## GOALS
**A.** Answer these questions from the wildlife diary, one line each:
(i) In what phase was the first White-legged Damselfly of the year?
(ii) How many Black-tailed Skimmers did the writer have on the site in total?
(iii) Where did the writer go after the first site?
**B.** Write the next few sentences of the wildlife diary, starting after its last sentence and keeping its voice.

** Start of SUPPLIED TEXT **

My first Meadow Brown of the year

In fact it was to be a day of firsts. There were plenty of Azure and Blue-tailed Damselflies, but it took me a while to nail down my first White Legged Damselfly of the year, an immature ♀ , in the lactea ( milky- milky ) phase.

White -legged Damselfly  (immature ♀ ,f.lactea phase)

Shortly afterwards, the first Black Tailed Skimmer of the year broke cover. I had 2 on the site in total, well down on numbers, and hankering down the grass

Black-tailed Skimmer

There were two other nice sightings before moving on. A single Silver Y moth,

Silver Y
and a bit of orthoptera,

I then popped to Monkwood village. The Burnet situation is poor at present, just one flyby. The only invert of any real interest I saw was this Yellow Shell Moth. However I did find what looks like a Common Spotted Orchid, I'm currently in the process of checking the ID, along with the Orthoptera.

** End of SUPPLIED TEXT **
** Start of DATASET CONTENT **

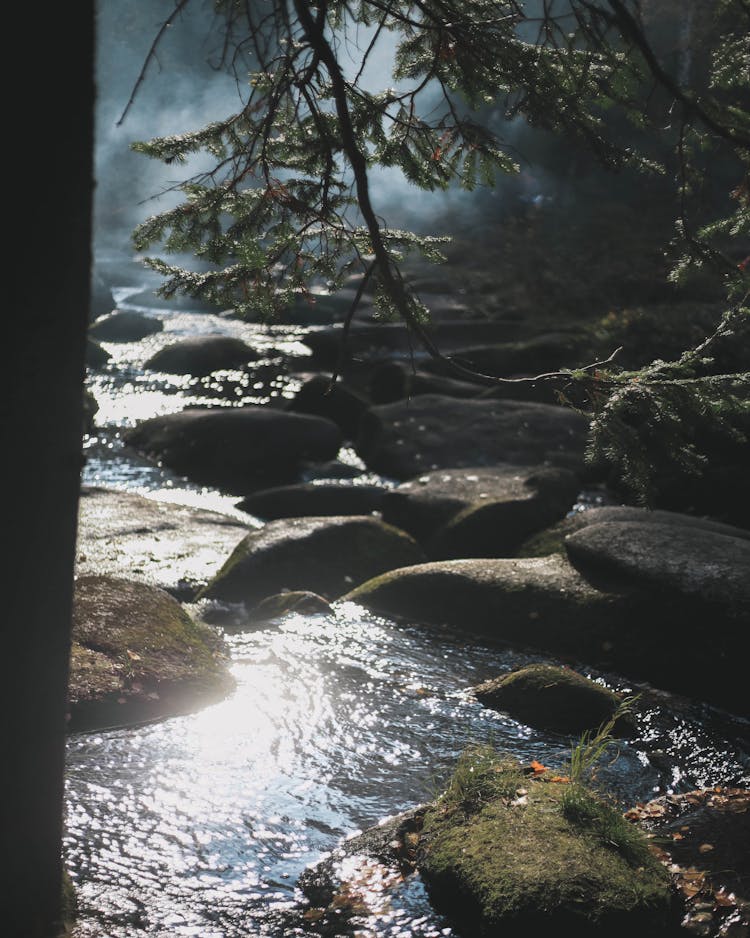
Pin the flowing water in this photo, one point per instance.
(200, 825)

** End of DATASET CONTENT **

## ANSWERS BY TASK
**A.**
(i) The lactea (milky) phase.
(ii) Two.
(iii) Monkwood village.

**B.**
Yellow Shell

 It was then onto Monkwood. I had no huge expectations to be honest, but it was warm and pleasant and  as I headed to the pools, I came across my first Large Skippers of the year.

There was plenty of  Diptera buzzing about, I'm glad I deeted up, much as I love inverts, you can be eaten alive at this place if you are not careful !
Anyway, within a few seconds of arriving at the pool, I had Emerald Damselfly in front of me. This was a bit of a surprise, I honestly didn't think they would be around yet, given the lag this year, so it tuned out to be a first record for VC37 so far, which was nice.
Emerald damselfly, so nice to see
And the day didn't end there. Not Only did I watch a fairly teneral Emperor Dragonfly( a year first too) munching a Large Red Damselfly, I also was lucky enough to see a colony of Brown China Mark Moths and some more Orthoptera in the shape of Dark Bush Crickets
What a corking day !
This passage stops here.